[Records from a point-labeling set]
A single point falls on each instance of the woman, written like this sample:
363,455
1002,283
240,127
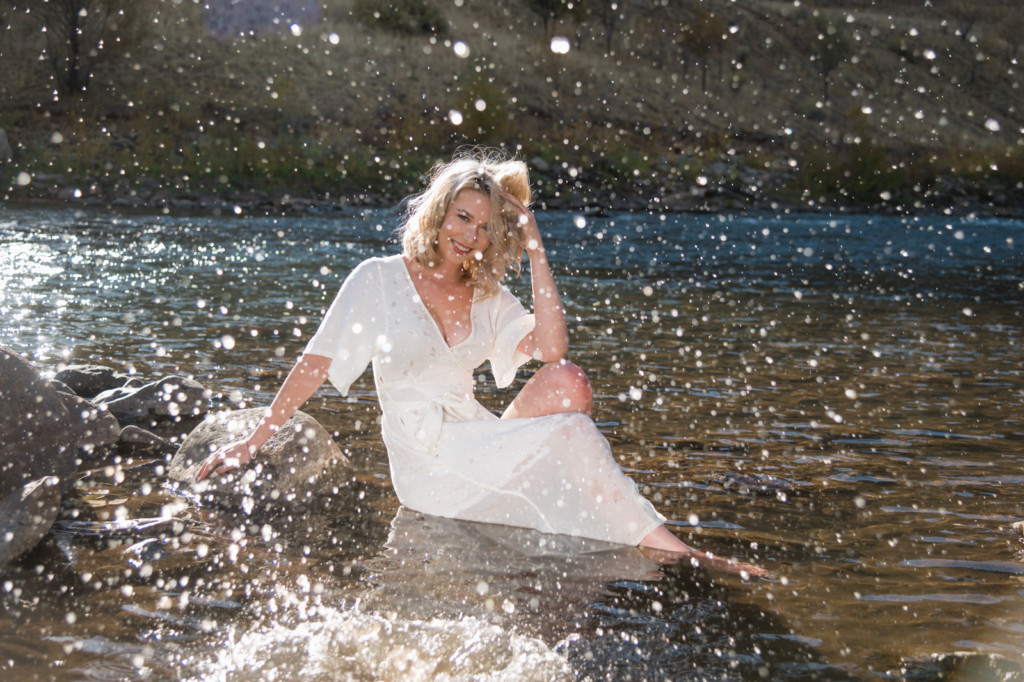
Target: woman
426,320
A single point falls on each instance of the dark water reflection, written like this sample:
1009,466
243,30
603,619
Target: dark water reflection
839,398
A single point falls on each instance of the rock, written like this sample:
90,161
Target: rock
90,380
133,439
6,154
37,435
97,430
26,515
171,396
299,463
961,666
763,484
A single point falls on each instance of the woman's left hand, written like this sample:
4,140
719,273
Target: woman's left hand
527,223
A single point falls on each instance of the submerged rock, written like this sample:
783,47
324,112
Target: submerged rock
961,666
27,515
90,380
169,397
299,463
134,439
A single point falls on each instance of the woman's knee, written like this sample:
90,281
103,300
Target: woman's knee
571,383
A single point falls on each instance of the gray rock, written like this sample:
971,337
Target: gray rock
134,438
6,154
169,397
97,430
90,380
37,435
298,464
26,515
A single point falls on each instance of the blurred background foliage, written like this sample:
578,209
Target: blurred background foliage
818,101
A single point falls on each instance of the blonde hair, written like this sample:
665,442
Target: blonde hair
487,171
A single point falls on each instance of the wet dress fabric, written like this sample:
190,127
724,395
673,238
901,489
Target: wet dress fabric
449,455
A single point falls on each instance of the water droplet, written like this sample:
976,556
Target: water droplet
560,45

◆ **EXERCISE**
Recast the rows above as a Markdown table with the columns n and Line, giving each line a number and leaving out blank lines. Leave the pictures out of your answer.

◆ **ANSWER TO THIS EXERCISE**
| n | Line |
|---|---|
| 1 | A single point falls on each instance of the woman, written like this sample: |
| 2 | 363,455 |
| 3 | 1002,283 |
| 4 | 240,127 |
| 5 | Target: woman |
| 6 | 426,320 |
| 7 | A single point falls on each instance of the dark water reflection, written like this sample: |
| 8 | 1009,466 |
| 9 | 243,30 |
| 10 | 603,619 |
| 11 | Target: dark water reflection |
| 12 | 839,398 |
| 13 | A single point falls on each instance of the rock, written like this sample: |
| 14 | 90,161 |
| 15 | Target: rock |
| 16 | 90,380 |
| 17 | 133,439 |
| 18 | 6,154 |
| 19 | 37,435 |
| 20 | 97,430 |
| 21 | 26,515 |
| 22 | 171,396 |
| 23 | 299,463 |
| 24 | 961,666 |
| 25 | 763,484 |
| 26 | A single point falls on each instance of the woman's left hand, written like this sample: |
| 27 | 4,140 |
| 28 | 719,273 |
| 29 | Target: woman's left hand |
| 30 | 527,223 |
| 31 | A single point falls on each instance of the submerged rock, written like this sample: |
| 32 | 783,47 |
| 33 | 324,112 |
| 34 | Target: submerged rock |
| 35 | 961,666 |
| 36 | 27,515 |
| 37 | 90,380 |
| 38 | 169,397 |
| 39 | 299,463 |
| 40 | 134,439 |
| 41 | A single point falls on each instance of the woman's knee, written like this sample: |
| 42 | 90,281 |
| 43 | 103,300 |
| 44 | Target: woman's knee |
| 45 | 571,383 |
| 46 | A single point falls on each instance of the gray rock, written like this sample: |
| 47 | 971,337 |
| 48 | Target: gray rock |
| 49 | 134,438 |
| 50 | 6,154 |
| 51 | 169,397 |
| 52 | 97,430 |
| 53 | 90,380 |
| 54 | 37,435 |
| 55 | 298,464 |
| 56 | 26,515 |
| 57 | A single point falls on each instance of the blurred background foliage, written like this sample: |
| 58 | 578,209 |
| 59 | Target: blurred background foliage |
| 60 | 818,101 |
| 61 | A single point falls on each instance of the blonde hair, written like this sample: |
| 62 | 665,442 |
| 63 | Target: blonde hair |
| 64 | 487,171 |
| 65 | A single point falls on each instance of the wet dress fabric, written like this sample: |
| 66 | 190,127 |
| 67 | 724,395 |
| 68 | 673,238 |
| 69 | 901,489 |
| 70 | Target: wet dress fabric |
| 71 | 449,455 |
| 72 | A single point falls on each instance of the water droplet, written like this sample: |
| 73 | 976,556 |
| 74 | Target: water droplet |
| 75 | 560,45 |